Task. Pick out every line of the records below that contains the word "wall" and copy each one in full. Match case exactly.
═════ Stored rows
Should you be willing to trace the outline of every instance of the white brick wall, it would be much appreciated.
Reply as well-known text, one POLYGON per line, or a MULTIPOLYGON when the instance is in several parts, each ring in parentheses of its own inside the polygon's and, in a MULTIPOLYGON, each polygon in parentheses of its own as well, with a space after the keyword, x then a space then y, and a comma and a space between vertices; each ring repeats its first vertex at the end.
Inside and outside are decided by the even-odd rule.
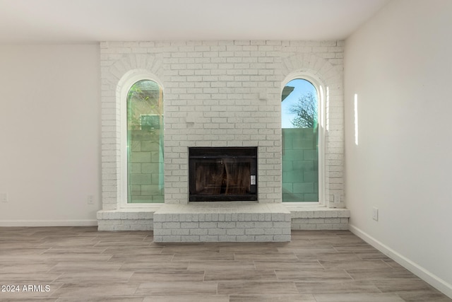
POLYGON ((342 41, 101 43, 102 204, 118 209, 120 97, 133 71, 164 88, 165 203, 188 200, 189 146, 258 146, 259 202, 281 202, 281 89, 303 71, 327 89, 326 196, 343 207, 342 41))

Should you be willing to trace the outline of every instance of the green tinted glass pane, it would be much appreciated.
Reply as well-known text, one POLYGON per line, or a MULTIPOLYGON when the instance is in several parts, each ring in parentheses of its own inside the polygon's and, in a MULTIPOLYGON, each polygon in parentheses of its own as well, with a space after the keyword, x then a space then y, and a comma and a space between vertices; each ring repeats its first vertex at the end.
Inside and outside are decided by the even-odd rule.
POLYGON ((127 202, 164 202, 163 95, 149 80, 127 95, 127 202))
POLYGON ((319 202, 317 92, 296 79, 282 91, 282 202, 319 202))

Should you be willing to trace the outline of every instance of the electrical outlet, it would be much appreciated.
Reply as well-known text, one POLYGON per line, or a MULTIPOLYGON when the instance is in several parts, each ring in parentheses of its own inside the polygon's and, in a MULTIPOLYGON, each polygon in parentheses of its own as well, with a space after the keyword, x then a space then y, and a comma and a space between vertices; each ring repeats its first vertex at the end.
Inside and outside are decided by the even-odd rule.
POLYGON ((8 202, 8 193, 1 193, 0 201, 1 202, 8 202))
POLYGON ((372 208, 372 219, 376 221, 379 221, 379 209, 377 208, 372 208))

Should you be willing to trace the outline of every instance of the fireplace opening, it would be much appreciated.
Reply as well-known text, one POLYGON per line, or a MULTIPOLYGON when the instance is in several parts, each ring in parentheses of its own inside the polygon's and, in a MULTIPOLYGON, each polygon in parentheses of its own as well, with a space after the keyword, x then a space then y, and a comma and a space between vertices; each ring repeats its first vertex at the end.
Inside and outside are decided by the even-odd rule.
POLYGON ((189 148, 189 201, 257 200, 257 147, 189 148))

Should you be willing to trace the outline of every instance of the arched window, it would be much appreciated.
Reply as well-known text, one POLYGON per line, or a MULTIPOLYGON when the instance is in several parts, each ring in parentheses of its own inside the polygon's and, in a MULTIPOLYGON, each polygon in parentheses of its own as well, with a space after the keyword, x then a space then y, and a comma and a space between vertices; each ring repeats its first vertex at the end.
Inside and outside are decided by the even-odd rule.
POLYGON ((126 96, 127 203, 164 202, 163 92, 151 80, 126 96))
POLYGON ((323 185, 320 93, 310 81, 295 79, 282 89, 282 202, 319 202, 323 185))

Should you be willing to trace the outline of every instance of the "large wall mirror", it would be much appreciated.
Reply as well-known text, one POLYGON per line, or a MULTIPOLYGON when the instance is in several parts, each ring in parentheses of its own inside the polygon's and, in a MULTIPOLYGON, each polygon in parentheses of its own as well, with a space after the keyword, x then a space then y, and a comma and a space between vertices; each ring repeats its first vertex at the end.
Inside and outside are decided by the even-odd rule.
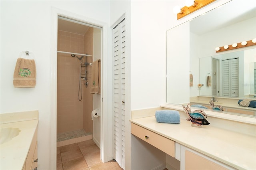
══════════
Answer for the task.
Should you be willing to trace the outline of every instance of the white brick wall, it would be much appreciated.
Should you be willing to trace the outline of every instance of the "large wall mirror", it would be much appreciated.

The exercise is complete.